→ WHAT YOU WILL DO:
State only how many lines of the records contain the string "below".

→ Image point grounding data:
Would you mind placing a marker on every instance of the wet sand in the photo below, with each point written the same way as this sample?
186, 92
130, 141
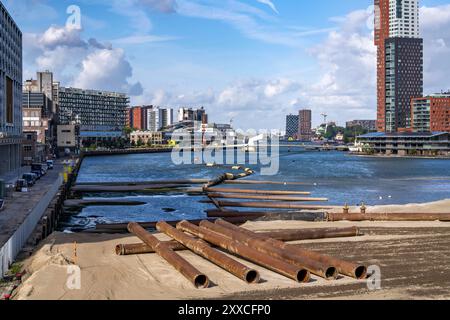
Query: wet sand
413, 257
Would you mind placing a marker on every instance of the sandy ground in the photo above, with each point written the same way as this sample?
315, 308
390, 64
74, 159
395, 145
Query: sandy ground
413, 257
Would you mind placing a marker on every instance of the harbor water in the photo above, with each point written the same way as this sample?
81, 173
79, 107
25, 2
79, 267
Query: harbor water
338, 176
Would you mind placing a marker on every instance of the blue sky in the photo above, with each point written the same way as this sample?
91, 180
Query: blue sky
251, 60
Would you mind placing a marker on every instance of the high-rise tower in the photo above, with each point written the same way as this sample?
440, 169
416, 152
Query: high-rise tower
399, 62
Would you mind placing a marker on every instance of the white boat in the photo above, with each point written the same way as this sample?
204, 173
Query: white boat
357, 147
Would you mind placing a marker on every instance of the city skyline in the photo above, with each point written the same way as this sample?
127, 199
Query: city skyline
263, 61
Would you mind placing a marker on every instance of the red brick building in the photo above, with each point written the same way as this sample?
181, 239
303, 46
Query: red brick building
135, 118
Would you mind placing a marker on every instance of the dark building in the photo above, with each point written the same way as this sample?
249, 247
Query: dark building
292, 126
96, 110
10, 93
404, 80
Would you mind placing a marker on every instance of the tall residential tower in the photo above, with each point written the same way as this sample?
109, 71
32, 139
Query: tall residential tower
399, 62
10, 93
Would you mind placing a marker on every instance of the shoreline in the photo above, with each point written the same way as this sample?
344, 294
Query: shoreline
395, 156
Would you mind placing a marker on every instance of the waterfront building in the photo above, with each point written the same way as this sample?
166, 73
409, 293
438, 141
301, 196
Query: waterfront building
97, 111
67, 137
305, 125
44, 85
135, 118
37, 113
189, 114
404, 80
157, 118
10, 93
406, 143
431, 113
292, 126
369, 125
399, 62
146, 138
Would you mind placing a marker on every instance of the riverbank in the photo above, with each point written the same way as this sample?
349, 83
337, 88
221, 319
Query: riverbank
396, 156
412, 256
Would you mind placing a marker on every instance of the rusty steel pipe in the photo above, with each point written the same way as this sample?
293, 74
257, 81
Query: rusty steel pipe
310, 234
318, 268
272, 205
344, 267
252, 191
276, 265
201, 248
282, 235
417, 216
140, 248
265, 182
261, 197
197, 278
119, 227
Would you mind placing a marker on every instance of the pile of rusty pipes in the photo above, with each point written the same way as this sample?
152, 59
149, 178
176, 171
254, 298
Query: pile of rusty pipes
259, 248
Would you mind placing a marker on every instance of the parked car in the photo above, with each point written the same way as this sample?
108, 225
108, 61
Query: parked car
38, 168
50, 164
29, 178
20, 184
36, 177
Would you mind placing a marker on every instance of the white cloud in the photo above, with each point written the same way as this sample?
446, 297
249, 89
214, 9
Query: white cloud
435, 23
104, 69
76, 62
141, 39
270, 4
55, 37
167, 6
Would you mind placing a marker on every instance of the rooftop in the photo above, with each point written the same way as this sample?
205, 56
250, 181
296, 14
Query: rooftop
402, 134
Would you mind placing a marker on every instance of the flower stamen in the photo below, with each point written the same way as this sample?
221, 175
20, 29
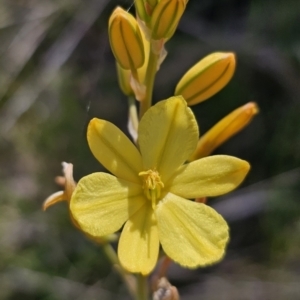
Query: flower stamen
152, 185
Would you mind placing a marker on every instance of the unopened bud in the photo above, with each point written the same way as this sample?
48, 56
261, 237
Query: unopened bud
206, 78
225, 129
165, 291
124, 80
165, 18
125, 40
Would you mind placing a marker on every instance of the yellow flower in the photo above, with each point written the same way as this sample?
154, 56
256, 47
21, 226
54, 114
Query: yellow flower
67, 181
151, 188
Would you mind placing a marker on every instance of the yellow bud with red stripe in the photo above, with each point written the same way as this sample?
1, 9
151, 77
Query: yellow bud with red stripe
206, 78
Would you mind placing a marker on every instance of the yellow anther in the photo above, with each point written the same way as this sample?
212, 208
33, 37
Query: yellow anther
152, 185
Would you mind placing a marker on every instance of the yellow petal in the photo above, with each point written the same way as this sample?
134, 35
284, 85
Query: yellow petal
209, 176
192, 234
225, 129
101, 203
139, 245
114, 150
53, 199
168, 135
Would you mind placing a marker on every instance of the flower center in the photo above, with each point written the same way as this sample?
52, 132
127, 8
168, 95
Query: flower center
152, 185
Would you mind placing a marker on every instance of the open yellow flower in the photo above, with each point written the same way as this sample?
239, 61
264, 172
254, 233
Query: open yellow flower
151, 187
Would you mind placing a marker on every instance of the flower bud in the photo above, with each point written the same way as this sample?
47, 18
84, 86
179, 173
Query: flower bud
129, 84
124, 80
225, 129
125, 40
165, 18
206, 78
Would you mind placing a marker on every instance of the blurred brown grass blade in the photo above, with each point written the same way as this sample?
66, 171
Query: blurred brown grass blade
53, 60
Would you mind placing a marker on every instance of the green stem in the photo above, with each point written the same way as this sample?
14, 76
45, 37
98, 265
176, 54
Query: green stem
127, 278
149, 83
133, 113
142, 287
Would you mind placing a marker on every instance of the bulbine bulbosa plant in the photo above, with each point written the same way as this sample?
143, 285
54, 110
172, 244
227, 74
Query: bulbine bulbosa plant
153, 200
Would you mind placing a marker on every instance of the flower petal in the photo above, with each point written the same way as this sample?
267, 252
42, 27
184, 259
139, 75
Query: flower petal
101, 203
139, 244
168, 135
209, 176
114, 150
192, 234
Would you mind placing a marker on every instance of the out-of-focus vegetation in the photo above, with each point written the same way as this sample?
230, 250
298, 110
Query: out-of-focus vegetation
57, 72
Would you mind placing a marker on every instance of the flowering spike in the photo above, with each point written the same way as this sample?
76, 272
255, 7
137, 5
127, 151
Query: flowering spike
206, 78
125, 40
225, 129
124, 80
165, 18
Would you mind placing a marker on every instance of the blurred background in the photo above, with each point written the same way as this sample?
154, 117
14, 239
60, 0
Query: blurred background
57, 72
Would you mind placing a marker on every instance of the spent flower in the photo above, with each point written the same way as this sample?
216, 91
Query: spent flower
150, 188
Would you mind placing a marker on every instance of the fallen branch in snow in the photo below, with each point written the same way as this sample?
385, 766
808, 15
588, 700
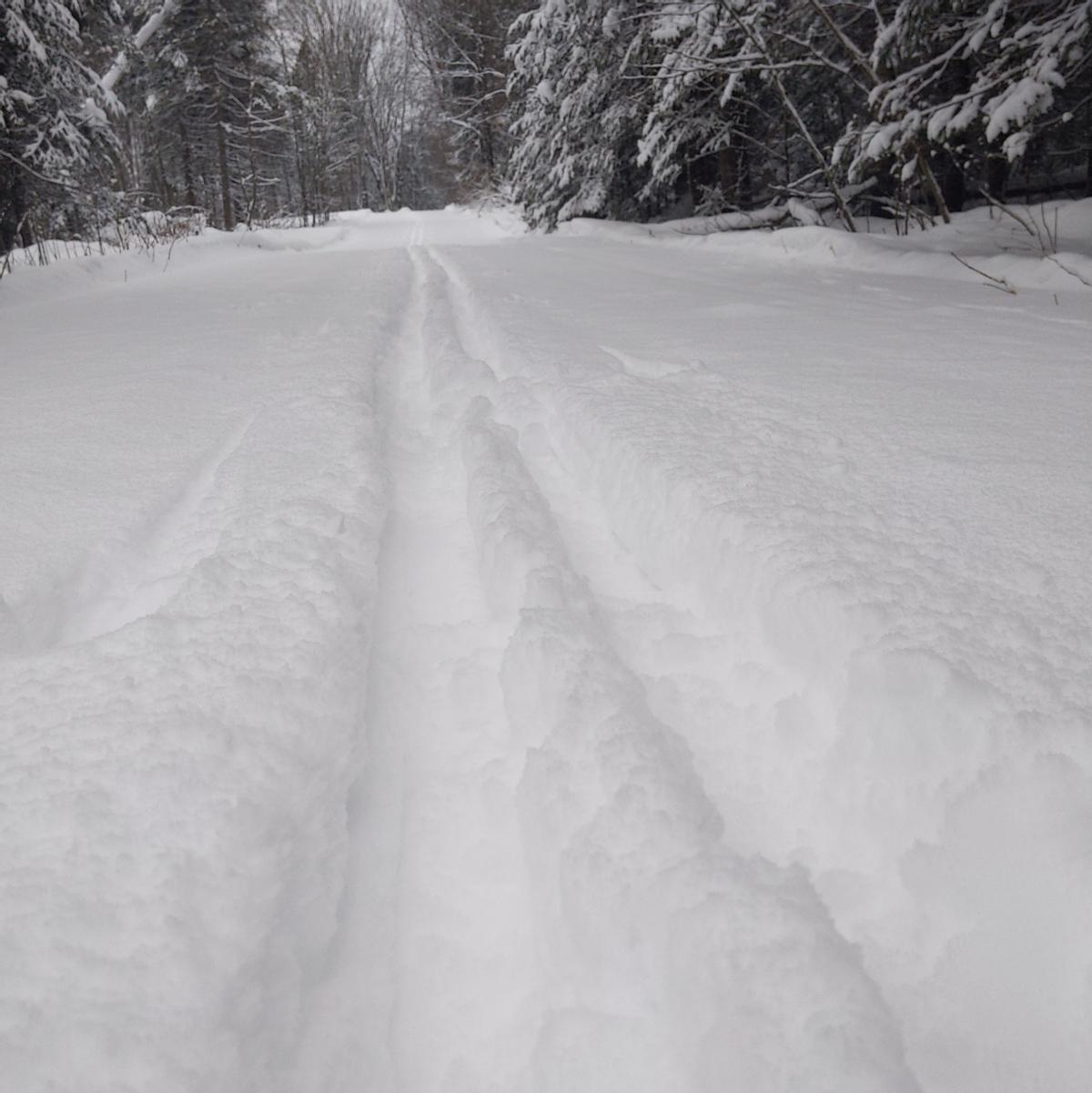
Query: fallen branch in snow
1047, 239
992, 282
1057, 261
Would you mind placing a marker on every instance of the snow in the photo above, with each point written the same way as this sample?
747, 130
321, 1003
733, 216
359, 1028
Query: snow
439, 658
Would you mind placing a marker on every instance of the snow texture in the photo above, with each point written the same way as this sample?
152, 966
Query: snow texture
443, 661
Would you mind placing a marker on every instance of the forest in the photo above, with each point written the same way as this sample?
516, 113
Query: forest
120, 118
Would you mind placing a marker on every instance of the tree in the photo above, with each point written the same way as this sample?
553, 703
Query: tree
52, 105
581, 107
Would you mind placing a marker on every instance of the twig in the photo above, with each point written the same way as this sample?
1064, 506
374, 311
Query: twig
998, 282
1061, 266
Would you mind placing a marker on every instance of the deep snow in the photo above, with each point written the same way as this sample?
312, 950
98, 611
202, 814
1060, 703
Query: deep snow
434, 658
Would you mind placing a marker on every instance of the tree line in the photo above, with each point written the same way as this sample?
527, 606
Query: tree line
244, 110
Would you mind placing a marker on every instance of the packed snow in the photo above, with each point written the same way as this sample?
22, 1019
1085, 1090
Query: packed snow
440, 659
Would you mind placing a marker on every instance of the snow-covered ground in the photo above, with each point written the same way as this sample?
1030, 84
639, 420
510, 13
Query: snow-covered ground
435, 659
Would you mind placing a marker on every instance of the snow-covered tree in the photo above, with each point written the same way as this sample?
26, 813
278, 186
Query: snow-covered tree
971, 77
52, 104
581, 103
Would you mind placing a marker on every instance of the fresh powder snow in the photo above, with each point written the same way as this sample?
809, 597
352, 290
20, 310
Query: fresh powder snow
440, 659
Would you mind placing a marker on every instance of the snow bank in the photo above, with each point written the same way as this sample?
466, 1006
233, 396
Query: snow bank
1049, 248
860, 600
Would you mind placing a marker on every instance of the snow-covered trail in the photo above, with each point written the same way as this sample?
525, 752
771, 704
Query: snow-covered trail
439, 662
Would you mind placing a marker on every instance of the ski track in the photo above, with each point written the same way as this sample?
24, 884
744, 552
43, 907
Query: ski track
490, 743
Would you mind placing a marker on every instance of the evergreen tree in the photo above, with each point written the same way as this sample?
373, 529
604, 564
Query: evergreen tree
52, 105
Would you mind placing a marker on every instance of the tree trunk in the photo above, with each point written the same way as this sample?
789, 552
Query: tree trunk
226, 177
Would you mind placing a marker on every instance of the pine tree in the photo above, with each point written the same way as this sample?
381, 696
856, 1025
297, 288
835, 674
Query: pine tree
52, 105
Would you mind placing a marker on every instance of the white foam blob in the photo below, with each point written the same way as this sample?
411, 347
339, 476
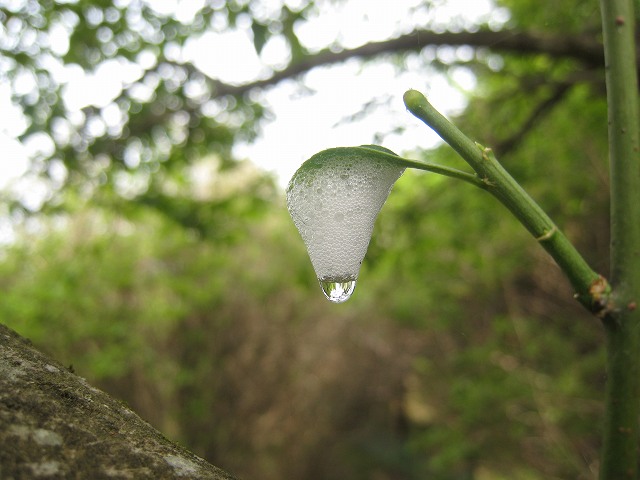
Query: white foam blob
334, 199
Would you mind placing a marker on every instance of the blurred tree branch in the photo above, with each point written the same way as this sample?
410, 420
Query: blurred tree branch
584, 48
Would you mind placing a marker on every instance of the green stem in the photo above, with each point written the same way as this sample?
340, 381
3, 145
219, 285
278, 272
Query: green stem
429, 167
591, 289
620, 439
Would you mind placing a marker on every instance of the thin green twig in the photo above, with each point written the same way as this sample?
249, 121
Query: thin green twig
591, 289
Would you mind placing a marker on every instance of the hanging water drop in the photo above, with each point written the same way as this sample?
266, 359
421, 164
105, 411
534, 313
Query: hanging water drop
334, 199
337, 290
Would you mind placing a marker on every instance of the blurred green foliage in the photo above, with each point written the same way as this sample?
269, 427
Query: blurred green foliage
461, 355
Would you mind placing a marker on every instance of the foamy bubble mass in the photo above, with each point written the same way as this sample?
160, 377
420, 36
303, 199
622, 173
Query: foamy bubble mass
334, 199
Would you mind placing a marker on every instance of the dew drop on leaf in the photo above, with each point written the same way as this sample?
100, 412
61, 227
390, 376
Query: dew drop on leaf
337, 290
334, 199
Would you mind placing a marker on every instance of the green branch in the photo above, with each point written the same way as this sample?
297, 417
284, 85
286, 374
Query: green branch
591, 289
620, 439
426, 166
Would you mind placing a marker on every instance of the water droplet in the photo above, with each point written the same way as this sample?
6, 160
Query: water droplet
337, 290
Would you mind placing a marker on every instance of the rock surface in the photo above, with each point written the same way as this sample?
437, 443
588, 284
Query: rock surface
54, 425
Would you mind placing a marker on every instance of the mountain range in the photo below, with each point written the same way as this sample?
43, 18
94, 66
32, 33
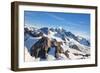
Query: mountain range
75, 46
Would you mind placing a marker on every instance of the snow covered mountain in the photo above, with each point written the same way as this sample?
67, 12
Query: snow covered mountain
74, 47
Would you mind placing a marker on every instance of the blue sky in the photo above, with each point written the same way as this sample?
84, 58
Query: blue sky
77, 23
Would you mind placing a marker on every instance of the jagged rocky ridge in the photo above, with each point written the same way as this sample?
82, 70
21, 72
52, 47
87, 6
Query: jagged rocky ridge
71, 46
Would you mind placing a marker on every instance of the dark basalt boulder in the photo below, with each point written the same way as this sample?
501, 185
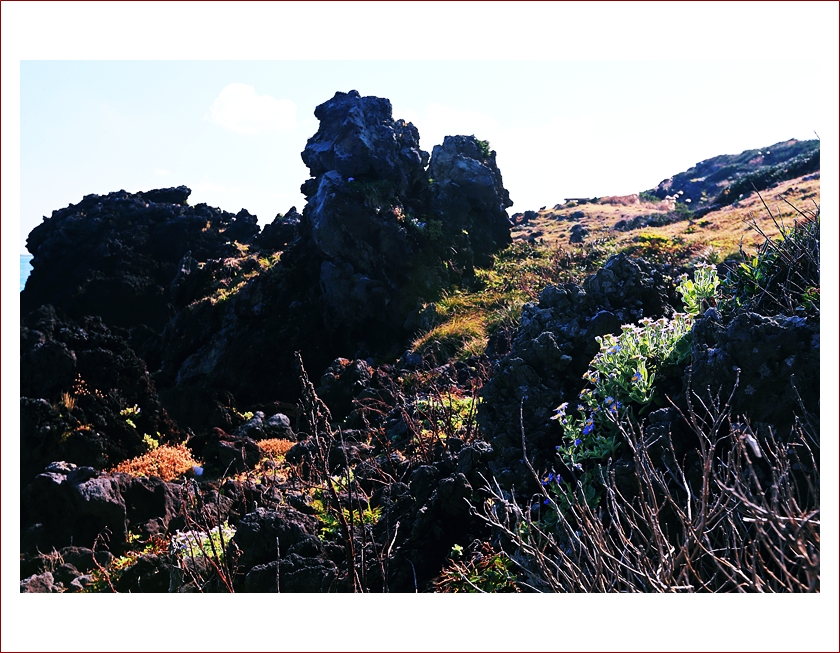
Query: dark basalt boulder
359, 138
775, 359
552, 349
263, 533
69, 505
373, 242
469, 197
116, 255
281, 231
77, 380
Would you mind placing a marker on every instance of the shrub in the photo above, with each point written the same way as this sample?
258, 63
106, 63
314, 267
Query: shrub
782, 276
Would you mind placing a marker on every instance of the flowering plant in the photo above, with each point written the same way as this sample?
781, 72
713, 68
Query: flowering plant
622, 375
699, 293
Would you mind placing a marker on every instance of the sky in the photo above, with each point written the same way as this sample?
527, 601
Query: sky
233, 131
577, 99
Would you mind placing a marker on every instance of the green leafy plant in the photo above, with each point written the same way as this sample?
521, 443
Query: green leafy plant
199, 543
484, 146
622, 380
699, 293
130, 414
622, 377
486, 571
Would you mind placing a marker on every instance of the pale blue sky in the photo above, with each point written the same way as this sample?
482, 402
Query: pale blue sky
564, 105
560, 129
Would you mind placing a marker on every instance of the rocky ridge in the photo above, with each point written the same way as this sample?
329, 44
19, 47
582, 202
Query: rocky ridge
195, 342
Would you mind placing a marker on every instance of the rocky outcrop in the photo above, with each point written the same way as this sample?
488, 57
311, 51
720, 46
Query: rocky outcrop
69, 505
776, 361
469, 198
552, 349
86, 397
375, 239
116, 255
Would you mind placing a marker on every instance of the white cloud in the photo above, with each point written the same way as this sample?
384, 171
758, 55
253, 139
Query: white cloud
240, 109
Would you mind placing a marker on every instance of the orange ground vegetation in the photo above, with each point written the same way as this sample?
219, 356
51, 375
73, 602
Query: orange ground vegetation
167, 462
275, 447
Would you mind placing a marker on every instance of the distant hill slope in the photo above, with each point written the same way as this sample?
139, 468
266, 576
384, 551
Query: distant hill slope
705, 213
723, 179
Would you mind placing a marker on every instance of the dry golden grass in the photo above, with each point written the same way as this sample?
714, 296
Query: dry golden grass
275, 448
166, 462
723, 230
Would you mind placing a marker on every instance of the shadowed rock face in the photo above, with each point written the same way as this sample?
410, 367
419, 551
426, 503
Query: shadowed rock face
383, 231
217, 309
116, 255
469, 196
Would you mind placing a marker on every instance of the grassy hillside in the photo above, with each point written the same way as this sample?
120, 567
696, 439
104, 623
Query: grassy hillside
544, 251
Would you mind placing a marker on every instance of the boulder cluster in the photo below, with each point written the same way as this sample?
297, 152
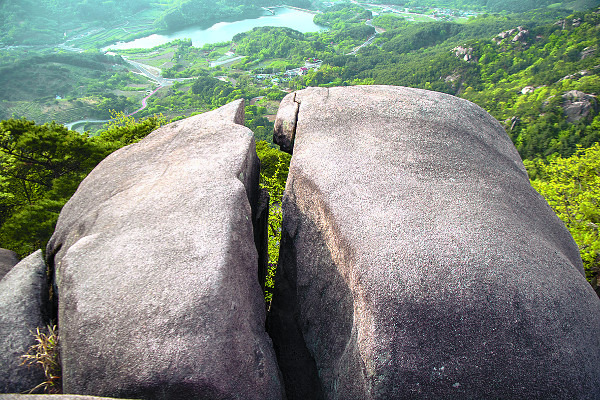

→ COMPLETED TASK:
7